CHALLENGE: Copy word for word the lines starting at the one that contains "Note: for every instance of the small" and ending at the one that contains "[[109, 105]]", and nothing else.

* start *

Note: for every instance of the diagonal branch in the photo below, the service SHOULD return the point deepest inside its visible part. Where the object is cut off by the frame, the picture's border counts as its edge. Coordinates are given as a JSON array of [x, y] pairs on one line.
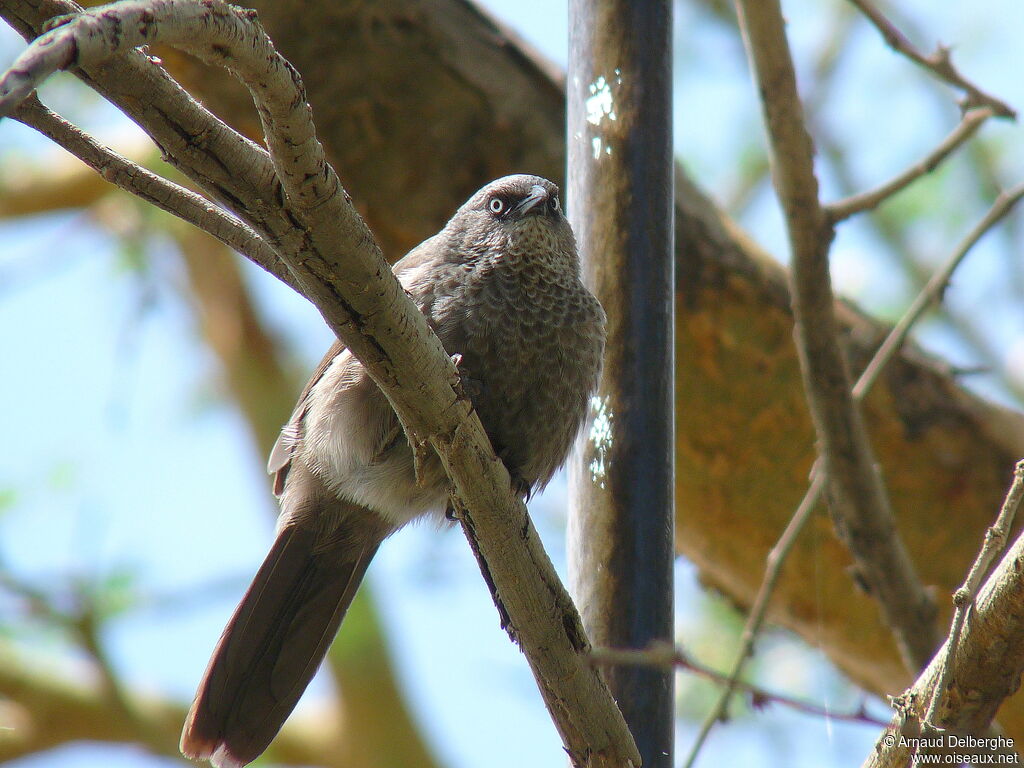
[[146, 185], [929, 295], [858, 501], [982, 669], [331, 252], [844, 209], [939, 64]]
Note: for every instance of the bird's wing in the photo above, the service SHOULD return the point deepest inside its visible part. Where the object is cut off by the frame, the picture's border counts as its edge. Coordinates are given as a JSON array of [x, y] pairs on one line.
[[291, 433]]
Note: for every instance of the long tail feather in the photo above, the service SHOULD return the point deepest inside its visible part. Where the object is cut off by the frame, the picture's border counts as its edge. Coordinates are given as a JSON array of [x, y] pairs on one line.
[[272, 645]]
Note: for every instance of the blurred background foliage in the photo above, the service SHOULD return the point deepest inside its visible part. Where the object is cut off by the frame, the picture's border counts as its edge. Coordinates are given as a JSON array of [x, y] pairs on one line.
[[142, 385]]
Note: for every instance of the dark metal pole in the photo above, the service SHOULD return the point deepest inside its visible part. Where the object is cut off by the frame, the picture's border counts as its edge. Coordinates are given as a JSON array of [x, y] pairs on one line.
[[621, 206]]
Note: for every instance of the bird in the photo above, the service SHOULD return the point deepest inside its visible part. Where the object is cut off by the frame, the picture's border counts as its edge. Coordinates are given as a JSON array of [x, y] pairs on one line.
[[500, 285]]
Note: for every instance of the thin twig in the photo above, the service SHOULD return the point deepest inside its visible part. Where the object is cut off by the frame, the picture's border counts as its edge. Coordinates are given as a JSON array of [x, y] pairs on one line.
[[933, 290], [982, 663], [300, 206], [665, 655], [859, 503], [929, 294], [755, 620], [939, 64], [995, 542], [847, 207], [146, 185]]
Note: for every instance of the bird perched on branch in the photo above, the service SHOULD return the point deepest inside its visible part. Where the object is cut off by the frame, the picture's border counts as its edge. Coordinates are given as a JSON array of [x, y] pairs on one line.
[[500, 286]]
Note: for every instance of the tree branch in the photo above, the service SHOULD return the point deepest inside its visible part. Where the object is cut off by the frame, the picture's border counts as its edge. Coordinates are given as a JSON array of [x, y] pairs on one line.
[[939, 64], [336, 260], [982, 669], [858, 501], [665, 655], [930, 294], [844, 209], [146, 185]]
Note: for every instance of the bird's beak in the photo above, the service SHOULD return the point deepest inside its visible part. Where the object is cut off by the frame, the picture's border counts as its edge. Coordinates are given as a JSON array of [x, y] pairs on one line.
[[538, 197]]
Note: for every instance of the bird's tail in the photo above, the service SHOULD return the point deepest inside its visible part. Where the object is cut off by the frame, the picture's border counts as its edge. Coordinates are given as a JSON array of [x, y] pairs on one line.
[[274, 641]]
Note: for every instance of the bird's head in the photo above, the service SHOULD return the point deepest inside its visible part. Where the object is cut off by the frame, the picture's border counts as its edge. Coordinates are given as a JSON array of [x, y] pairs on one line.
[[516, 214]]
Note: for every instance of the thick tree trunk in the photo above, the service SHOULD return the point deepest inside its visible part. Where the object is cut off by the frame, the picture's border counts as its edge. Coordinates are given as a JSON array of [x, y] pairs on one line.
[[420, 102]]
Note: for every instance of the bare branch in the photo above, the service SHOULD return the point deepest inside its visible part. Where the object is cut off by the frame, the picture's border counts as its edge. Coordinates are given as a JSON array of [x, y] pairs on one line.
[[664, 655], [776, 558], [995, 541], [843, 209], [47, 713], [857, 498], [981, 670], [146, 185], [756, 616], [335, 259], [939, 64]]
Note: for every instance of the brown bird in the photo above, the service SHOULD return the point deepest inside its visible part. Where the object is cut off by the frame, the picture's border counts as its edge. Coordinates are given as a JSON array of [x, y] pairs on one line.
[[500, 286]]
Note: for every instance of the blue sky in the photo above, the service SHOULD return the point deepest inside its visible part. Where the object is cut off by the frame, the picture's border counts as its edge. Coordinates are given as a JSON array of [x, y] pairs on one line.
[[121, 455]]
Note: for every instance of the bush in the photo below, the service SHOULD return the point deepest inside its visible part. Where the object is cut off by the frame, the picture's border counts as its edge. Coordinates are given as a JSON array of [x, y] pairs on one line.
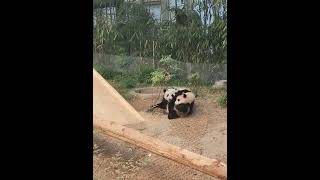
[[106, 73], [144, 74], [126, 81], [222, 100]]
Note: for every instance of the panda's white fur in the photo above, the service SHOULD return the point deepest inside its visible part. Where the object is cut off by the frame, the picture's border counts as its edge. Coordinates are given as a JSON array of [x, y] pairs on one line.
[[185, 98], [169, 94], [187, 101]]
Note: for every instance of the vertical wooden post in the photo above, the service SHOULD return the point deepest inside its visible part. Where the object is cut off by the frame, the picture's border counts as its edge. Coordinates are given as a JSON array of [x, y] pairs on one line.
[[153, 54]]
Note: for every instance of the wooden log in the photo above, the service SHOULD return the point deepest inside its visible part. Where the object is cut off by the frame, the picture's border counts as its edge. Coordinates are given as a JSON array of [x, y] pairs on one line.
[[209, 166], [108, 103]]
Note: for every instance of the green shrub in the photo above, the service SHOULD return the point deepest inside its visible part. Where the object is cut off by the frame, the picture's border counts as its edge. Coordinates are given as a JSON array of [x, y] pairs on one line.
[[105, 72], [144, 74], [125, 81]]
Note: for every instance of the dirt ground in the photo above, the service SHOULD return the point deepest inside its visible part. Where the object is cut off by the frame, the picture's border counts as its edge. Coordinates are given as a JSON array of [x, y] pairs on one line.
[[205, 132]]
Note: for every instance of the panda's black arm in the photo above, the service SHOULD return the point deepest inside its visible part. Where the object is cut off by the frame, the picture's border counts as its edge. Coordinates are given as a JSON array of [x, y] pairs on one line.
[[183, 107], [172, 113], [162, 104]]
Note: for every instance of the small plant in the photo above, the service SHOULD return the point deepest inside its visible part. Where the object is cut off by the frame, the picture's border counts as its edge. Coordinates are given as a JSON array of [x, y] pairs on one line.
[[144, 74], [106, 73], [222, 100], [171, 66], [158, 77]]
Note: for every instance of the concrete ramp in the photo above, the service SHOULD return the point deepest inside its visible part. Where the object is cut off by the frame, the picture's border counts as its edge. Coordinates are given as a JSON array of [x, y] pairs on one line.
[[109, 105]]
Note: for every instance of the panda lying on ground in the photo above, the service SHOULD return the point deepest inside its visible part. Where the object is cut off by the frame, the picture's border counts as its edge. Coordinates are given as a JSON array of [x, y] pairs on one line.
[[168, 95], [181, 105]]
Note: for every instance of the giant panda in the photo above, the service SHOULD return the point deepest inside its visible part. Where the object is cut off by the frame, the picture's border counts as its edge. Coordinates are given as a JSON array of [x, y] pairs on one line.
[[181, 105], [168, 95]]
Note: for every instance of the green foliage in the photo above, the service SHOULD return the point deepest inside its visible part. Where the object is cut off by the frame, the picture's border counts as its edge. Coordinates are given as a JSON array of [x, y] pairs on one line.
[[126, 81], [198, 35], [158, 77], [107, 73], [144, 74]]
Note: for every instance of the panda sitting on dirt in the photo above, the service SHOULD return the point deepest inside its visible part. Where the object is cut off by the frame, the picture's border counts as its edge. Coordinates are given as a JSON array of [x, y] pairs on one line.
[[168, 95], [181, 104]]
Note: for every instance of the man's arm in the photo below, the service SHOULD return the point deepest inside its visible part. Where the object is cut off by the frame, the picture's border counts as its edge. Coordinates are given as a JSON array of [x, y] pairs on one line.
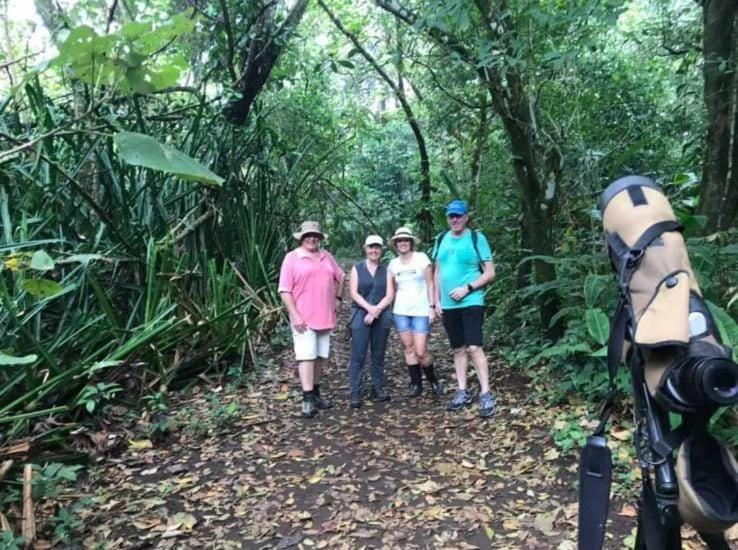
[[486, 277], [298, 323]]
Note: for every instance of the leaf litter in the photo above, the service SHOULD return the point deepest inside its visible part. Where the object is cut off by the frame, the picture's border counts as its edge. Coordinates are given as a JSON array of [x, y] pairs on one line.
[[402, 474]]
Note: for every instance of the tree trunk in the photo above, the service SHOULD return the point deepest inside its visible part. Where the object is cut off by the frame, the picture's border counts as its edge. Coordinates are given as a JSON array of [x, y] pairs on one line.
[[530, 157], [719, 177], [425, 217], [480, 139], [264, 49]]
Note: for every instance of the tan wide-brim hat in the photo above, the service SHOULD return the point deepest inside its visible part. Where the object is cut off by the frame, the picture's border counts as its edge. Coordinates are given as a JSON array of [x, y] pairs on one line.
[[307, 228], [404, 233], [374, 239]]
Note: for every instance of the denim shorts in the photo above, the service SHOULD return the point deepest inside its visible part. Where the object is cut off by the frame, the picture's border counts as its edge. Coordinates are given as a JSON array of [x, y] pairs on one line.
[[419, 324]]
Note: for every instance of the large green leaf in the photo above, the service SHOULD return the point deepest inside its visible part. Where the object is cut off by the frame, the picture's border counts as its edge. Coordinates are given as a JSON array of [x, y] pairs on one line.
[[593, 287], [41, 261], [42, 288], [598, 325], [12, 360], [142, 150], [727, 326]]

* end *

RESPONSE TO THIS EXERCISE:
Note: for every instance of the small plant in the photo above, the service SHOULD return the point deepest inside its visible part. Where the object is cut off by the frame, the picture's border counts as its edge. Coordinates are given as a JSON array of [x, y] pairs on one line.
[[144, 74], [106, 73], [222, 100], [171, 66], [158, 77]]
Note: for every instance of the concrete ramp in the photo above, the service SHOULD return the point deepest inside its visible part. Where the object is cut off by the frame, the picture's border counts as its edge. Coordinates are given as a JSON array of [x, y] pairs on one line.
[[109, 105]]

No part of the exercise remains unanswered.